::: Extract

Stop Thinking, Just Do!

Sung-Soo Kim's Blog

Notes About Memory Allocation Redesign


22 February 2016

Notes About Memory Allocation Redesign

Up through version 7.0, Postgres had serious problems with memory leakage during large queries that process a lot of pass-by-reference data. There was no provision for recycling memory until end of query. This needed to be fixed, even more so with the advent of TOAST which allows very large chunks of data to be passed around in the system. This document describes the new memory management system implemented in 7.1.


We do most of our memory allocation in “memory contexts”, which are usually AllocSets as implemented by src/backend/utils/mmgr/aset.c. The key to successful memory management without lots of overhead is to define a useful set of contexts with appropriate lifespans.

The basic operations on a memory context are:

  • create a context

  • allocate a chunk of memory within a context (equivalent of standard C library’s malloc())

  • delete a context (including freeing all the memory allocated therein)

  • reset a context (free all memory allocated in the context, but not the context object itself)

::::::
::: Supplied records

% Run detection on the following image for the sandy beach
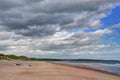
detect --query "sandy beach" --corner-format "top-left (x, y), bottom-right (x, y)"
top-left (0, 60), bottom-right (120, 80)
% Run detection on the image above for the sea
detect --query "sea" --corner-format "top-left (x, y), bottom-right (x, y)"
top-left (54, 61), bottom-right (120, 75)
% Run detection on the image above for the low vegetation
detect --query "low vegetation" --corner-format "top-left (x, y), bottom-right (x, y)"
top-left (0, 54), bottom-right (60, 61)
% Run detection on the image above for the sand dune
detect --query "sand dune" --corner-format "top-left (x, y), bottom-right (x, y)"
top-left (0, 61), bottom-right (120, 80)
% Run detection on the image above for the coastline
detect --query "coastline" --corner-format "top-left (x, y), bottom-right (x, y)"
top-left (52, 63), bottom-right (120, 77)
top-left (0, 61), bottom-right (120, 80)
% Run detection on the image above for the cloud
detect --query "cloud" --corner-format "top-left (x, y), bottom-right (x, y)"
top-left (0, 0), bottom-right (120, 56)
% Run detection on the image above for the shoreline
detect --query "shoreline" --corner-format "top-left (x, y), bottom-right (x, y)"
top-left (0, 61), bottom-right (120, 80)
top-left (52, 63), bottom-right (120, 77)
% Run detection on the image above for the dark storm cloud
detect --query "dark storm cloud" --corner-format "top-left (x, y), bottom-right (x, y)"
top-left (0, 0), bottom-right (118, 36)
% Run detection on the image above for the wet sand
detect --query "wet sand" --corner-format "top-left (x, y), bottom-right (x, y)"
top-left (0, 60), bottom-right (120, 80)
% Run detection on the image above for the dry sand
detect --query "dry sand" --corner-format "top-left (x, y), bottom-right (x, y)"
top-left (0, 60), bottom-right (120, 80)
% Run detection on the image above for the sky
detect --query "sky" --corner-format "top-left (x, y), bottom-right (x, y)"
top-left (0, 0), bottom-right (120, 60)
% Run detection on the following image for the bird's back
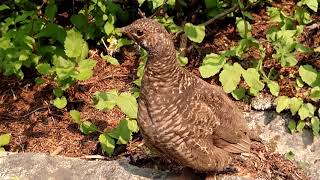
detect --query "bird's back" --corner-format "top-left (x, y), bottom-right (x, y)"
top-left (138, 68), bottom-right (250, 171)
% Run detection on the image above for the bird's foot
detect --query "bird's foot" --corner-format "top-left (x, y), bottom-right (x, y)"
top-left (218, 166), bottom-right (238, 174)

::::::

-- Given exercise 1 --
Reproduce the stretch of the memory allocation notes from "The basic operations" through "context object itself)".
-- Given exercise 2 --
In the memory allocation notes, which source file implements AllocSets?

-- Full solution 1 --
The basic operations on a memory context are:

  • create a context

  • allocate a chunk of memory within a context (equivalent of standard C library’s malloc())

  • delete a context (including freeing all the memory allocated therein)

  • reset a context (free all memory allocated in the context, but not the context object itself)

-- Full solution 2 --
src/backend/utils/mmgr/aset.c